*** STORED DATA Section Begins ***

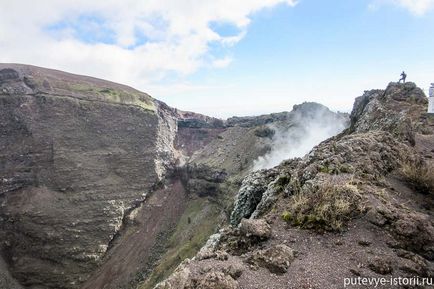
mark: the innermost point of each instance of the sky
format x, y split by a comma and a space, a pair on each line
223, 57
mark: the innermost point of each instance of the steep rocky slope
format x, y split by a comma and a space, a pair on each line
102, 186
358, 205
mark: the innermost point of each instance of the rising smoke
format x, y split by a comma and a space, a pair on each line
307, 125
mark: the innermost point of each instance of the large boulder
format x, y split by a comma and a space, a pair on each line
255, 228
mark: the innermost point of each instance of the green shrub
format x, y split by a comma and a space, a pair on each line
329, 207
419, 175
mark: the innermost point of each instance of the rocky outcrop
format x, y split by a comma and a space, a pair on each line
348, 193
72, 167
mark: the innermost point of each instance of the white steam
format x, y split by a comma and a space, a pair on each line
297, 136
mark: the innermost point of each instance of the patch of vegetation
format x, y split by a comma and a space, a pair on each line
114, 95
264, 132
192, 231
419, 175
328, 207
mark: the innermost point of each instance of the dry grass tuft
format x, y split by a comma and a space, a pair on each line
329, 207
419, 175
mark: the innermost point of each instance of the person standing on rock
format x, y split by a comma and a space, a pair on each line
403, 77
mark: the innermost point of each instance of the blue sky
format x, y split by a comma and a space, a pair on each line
221, 58
326, 51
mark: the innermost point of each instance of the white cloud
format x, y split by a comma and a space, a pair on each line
417, 7
130, 41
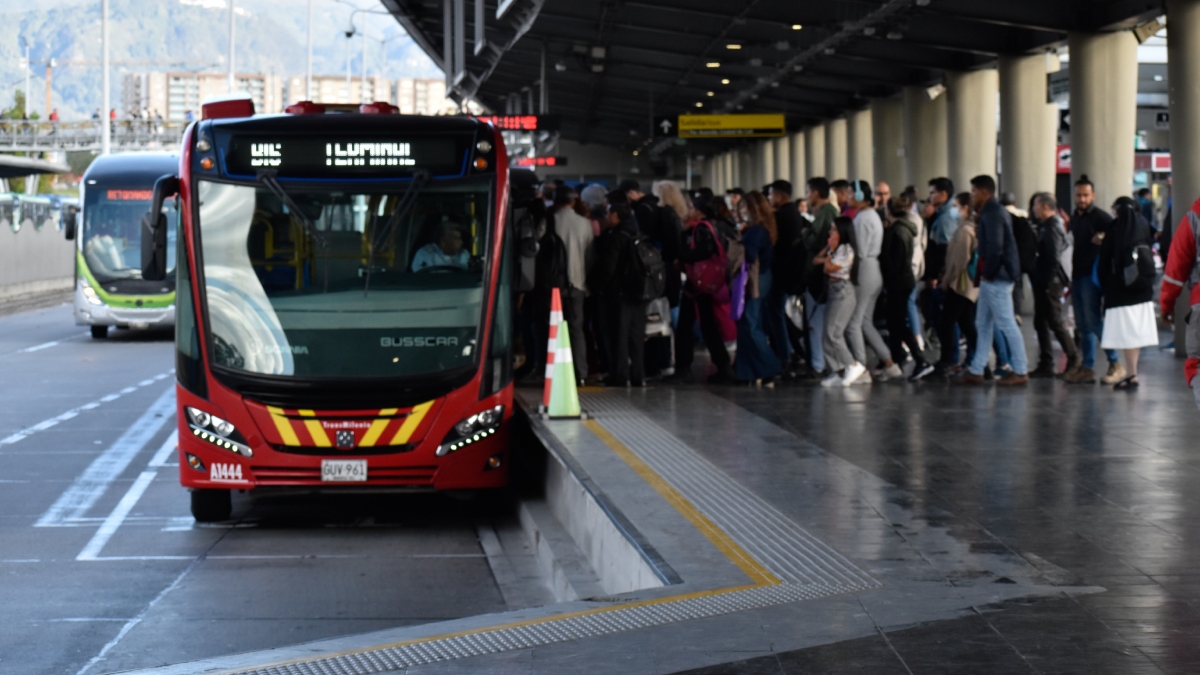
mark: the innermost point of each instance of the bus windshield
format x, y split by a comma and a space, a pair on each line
112, 232
349, 287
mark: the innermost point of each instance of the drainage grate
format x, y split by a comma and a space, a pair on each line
573, 627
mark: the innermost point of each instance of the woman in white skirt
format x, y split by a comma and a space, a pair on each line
1126, 270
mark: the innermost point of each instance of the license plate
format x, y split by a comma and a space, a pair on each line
343, 470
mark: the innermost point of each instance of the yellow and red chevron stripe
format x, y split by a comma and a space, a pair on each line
307, 428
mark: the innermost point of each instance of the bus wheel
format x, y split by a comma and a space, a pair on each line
211, 506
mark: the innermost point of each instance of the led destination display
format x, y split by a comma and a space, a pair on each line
330, 157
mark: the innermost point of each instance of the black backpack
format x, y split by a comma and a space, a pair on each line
551, 263
647, 272
1026, 243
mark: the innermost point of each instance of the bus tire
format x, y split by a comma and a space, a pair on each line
211, 506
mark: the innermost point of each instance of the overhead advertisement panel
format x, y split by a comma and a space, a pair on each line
732, 126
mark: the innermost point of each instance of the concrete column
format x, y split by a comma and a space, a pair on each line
799, 163
768, 163
1027, 136
861, 163
971, 100
783, 159
887, 135
837, 155
925, 142
814, 151
1104, 111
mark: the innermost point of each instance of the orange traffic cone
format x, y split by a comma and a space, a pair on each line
559, 399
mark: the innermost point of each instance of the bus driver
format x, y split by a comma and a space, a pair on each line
445, 251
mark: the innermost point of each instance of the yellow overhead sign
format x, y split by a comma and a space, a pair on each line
732, 126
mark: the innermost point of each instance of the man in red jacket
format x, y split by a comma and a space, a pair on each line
1183, 268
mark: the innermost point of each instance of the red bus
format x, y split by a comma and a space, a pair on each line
345, 302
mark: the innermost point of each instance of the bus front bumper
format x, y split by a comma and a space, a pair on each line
88, 314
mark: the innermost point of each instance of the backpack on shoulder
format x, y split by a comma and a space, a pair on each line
647, 273
1026, 243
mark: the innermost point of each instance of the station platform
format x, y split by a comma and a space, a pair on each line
883, 529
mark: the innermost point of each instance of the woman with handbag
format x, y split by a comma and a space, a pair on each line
703, 260
756, 362
1126, 270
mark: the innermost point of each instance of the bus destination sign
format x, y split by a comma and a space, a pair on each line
345, 156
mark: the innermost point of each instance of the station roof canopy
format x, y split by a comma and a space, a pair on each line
612, 66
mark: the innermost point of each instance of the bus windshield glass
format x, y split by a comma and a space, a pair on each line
112, 232
364, 281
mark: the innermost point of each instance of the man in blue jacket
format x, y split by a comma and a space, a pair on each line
999, 268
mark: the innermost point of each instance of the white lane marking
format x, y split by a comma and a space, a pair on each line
88, 488
131, 623
73, 412
91, 551
39, 347
166, 452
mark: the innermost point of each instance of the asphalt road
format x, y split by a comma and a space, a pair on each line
102, 567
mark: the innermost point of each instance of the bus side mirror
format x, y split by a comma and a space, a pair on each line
70, 221
154, 231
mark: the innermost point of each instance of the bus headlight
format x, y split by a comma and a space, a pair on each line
471, 430
217, 431
89, 292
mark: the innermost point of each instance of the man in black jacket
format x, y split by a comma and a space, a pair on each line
1087, 227
624, 316
1048, 280
999, 268
787, 256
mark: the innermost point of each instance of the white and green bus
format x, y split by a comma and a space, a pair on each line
114, 195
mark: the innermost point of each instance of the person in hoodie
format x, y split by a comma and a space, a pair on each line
1048, 281
959, 290
999, 268
1182, 270
895, 264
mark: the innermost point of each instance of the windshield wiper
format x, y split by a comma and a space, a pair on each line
269, 179
378, 239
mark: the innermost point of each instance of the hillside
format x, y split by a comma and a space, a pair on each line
185, 35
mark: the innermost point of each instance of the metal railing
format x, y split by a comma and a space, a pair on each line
29, 136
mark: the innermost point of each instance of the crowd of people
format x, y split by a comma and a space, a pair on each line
844, 284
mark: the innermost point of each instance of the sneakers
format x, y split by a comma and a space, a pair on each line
1013, 380
1116, 374
1043, 370
969, 377
853, 371
921, 371
1080, 376
888, 372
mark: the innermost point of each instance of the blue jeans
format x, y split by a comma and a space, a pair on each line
1086, 298
994, 312
755, 360
816, 332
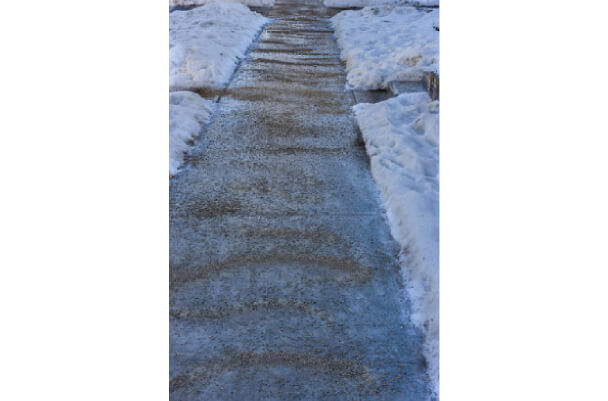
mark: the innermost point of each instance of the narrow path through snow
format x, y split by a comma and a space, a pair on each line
285, 283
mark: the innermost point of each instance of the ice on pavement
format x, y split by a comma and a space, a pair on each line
384, 44
206, 43
402, 140
188, 113
250, 3
370, 3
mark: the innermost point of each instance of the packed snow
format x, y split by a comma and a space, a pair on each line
371, 3
384, 44
250, 3
206, 43
188, 113
402, 140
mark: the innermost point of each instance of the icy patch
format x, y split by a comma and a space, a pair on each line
371, 3
250, 3
402, 139
188, 112
384, 44
206, 43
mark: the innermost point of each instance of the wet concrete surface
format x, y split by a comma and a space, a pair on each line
284, 278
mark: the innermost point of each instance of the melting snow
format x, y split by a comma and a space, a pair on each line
369, 3
384, 44
188, 112
206, 43
402, 139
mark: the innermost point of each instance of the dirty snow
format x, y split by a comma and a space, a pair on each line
370, 3
250, 3
384, 44
402, 139
206, 43
188, 112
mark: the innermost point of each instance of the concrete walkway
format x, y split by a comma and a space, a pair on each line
285, 283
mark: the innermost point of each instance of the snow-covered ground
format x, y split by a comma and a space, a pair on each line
370, 3
250, 3
206, 43
188, 113
402, 139
384, 44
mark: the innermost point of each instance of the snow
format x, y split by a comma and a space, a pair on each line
370, 3
188, 112
206, 43
384, 44
250, 3
402, 140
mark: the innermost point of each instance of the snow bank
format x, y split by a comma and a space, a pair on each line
205, 43
402, 139
371, 3
188, 112
250, 3
384, 44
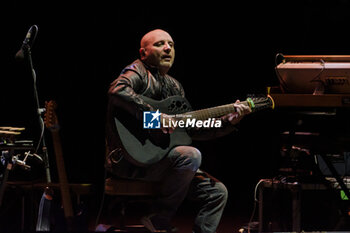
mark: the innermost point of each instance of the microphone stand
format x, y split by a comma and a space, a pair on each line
40, 118
43, 221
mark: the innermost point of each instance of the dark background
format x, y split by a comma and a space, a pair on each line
224, 51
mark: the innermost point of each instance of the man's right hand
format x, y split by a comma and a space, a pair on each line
169, 120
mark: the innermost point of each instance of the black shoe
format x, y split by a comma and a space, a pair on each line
156, 223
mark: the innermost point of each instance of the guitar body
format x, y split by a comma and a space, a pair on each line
148, 146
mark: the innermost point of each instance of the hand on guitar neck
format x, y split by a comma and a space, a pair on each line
167, 118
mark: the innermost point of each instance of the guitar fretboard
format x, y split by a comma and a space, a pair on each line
213, 112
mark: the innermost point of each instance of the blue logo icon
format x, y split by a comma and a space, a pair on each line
151, 120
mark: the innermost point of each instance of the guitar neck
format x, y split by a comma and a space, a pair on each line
62, 176
214, 112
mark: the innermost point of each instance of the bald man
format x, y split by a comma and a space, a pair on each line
178, 171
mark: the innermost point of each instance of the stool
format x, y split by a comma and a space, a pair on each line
127, 191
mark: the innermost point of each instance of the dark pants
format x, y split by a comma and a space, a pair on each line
180, 178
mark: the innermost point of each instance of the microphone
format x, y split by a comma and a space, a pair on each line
25, 45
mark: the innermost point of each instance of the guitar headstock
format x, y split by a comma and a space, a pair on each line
50, 118
259, 103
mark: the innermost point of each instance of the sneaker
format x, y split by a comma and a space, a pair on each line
156, 223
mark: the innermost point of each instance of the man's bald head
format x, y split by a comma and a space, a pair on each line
157, 50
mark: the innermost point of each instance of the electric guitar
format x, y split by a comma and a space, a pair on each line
144, 147
51, 122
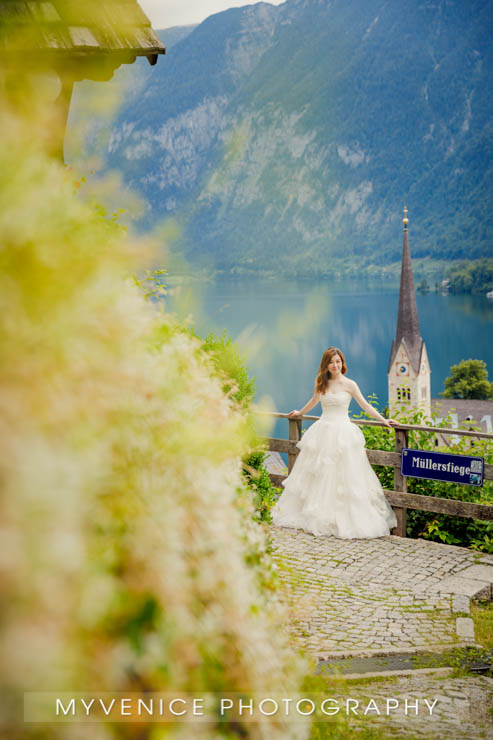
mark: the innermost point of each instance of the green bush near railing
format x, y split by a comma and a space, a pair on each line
451, 530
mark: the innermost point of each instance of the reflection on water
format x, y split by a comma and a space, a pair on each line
285, 325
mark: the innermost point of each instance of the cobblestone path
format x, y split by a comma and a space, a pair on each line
378, 597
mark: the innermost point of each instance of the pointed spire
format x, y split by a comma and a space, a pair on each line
407, 317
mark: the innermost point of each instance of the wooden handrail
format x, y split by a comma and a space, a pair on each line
400, 499
369, 422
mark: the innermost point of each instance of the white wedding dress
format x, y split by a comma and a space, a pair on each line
332, 488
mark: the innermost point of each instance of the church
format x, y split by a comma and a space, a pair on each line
409, 368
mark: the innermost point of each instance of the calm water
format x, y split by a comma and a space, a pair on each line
284, 326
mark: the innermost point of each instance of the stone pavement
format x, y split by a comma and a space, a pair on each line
380, 596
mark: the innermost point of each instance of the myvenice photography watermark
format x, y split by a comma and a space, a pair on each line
55, 707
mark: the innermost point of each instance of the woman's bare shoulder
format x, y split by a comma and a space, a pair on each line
349, 383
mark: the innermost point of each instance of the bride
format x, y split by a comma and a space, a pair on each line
332, 489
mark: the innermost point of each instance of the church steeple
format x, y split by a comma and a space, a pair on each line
407, 317
409, 369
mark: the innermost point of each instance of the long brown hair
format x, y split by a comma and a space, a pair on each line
323, 377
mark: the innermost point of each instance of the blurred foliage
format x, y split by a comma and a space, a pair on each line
468, 379
126, 550
229, 363
471, 276
452, 530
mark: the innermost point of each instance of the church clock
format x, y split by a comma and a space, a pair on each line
402, 369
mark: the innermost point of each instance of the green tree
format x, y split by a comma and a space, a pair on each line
468, 379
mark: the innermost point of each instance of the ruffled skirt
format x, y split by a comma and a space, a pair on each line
332, 488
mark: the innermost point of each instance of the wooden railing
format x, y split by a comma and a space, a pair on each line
399, 498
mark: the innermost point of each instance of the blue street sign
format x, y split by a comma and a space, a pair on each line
442, 466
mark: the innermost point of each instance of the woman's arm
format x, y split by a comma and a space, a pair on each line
359, 398
307, 407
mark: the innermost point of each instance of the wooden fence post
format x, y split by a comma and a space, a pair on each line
400, 483
294, 436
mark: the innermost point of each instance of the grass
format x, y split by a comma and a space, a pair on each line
482, 614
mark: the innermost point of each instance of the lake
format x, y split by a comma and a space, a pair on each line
283, 326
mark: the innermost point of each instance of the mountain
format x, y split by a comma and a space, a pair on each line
289, 137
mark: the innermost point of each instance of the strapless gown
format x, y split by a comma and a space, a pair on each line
332, 488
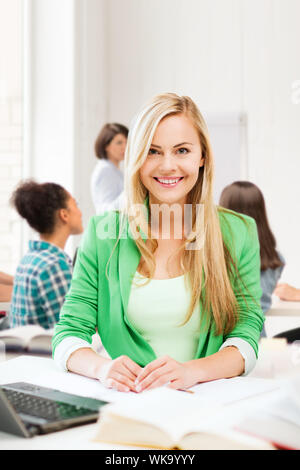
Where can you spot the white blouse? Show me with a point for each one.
(107, 185)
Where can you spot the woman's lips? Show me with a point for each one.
(168, 182)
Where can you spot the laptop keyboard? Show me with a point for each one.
(43, 407)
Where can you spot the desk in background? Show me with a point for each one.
(282, 316)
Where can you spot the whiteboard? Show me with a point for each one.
(228, 136)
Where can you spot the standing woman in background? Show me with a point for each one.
(246, 198)
(6, 283)
(172, 307)
(107, 179)
(44, 274)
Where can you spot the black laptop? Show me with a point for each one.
(27, 410)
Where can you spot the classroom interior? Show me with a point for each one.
(67, 68)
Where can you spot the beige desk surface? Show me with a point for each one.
(283, 308)
(81, 437)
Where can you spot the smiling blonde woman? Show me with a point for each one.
(174, 303)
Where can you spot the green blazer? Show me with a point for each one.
(96, 301)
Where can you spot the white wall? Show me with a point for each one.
(229, 56)
(11, 129)
(65, 89)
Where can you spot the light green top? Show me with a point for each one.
(157, 310)
(100, 291)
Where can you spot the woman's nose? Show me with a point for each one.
(168, 163)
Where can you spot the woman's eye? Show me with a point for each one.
(153, 152)
(182, 150)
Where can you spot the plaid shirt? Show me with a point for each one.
(41, 282)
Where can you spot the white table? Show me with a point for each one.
(37, 370)
(282, 316)
(283, 308)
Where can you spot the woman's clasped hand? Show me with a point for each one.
(125, 375)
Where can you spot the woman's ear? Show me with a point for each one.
(63, 215)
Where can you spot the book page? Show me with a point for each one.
(225, 391)
(25, 333)
(174, 412)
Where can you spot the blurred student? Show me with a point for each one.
(107, 181)
(44, 274)
(6, 283)
(246, 198)
(287, 292)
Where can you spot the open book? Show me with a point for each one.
(168, 419)
(29, 338)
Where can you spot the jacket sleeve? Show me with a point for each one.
(248, 290)
(78, 316)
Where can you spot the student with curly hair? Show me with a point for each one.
(44, 274)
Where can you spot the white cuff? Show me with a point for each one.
(246, 351)
(66, 347)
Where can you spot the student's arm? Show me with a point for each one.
(72, 340)
(6, 279)
(287, 292)
(52, 286)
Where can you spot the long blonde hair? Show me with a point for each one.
(209, 269)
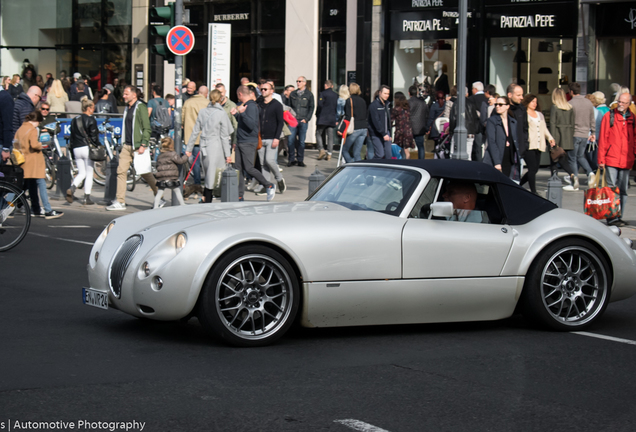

*** STORED DATA Section Ends ***

◆ EXERCISE OBJECTIVE ◆
Only the lines from the one with "Where can you spot the blurred" through the end of the data, both ends included, should be written out exactly, and no pictures should appear.

◆ ANSWER FOR THE TASK ◆
Where can you spot the blurred student? Show me with a point for each one.
(107, 181)
(44, 274)
(6, 283)
(246, 198)
(287, 292)
Where can you spot the open book? Show me with a point for each one.
(168, 419)
(29, 338)
Where can you spot the jacket sleeve? Show me with a point for each one.
(248, 290)
(78, 316)
Where can you spot the student with curly hair? Show me with a point for each one.
(44, 274)
Where can you spot the white cuff? Show me with a point for each one.
(246, 351)
(66, 347)
Where can you spot the student's arm? Show me with a point for each one.
(72, 340)
(6, 279)
(287, 292)
(52, 286)
Where can you spot the long blonde hair? Show me with a point for each one.
(209, 269)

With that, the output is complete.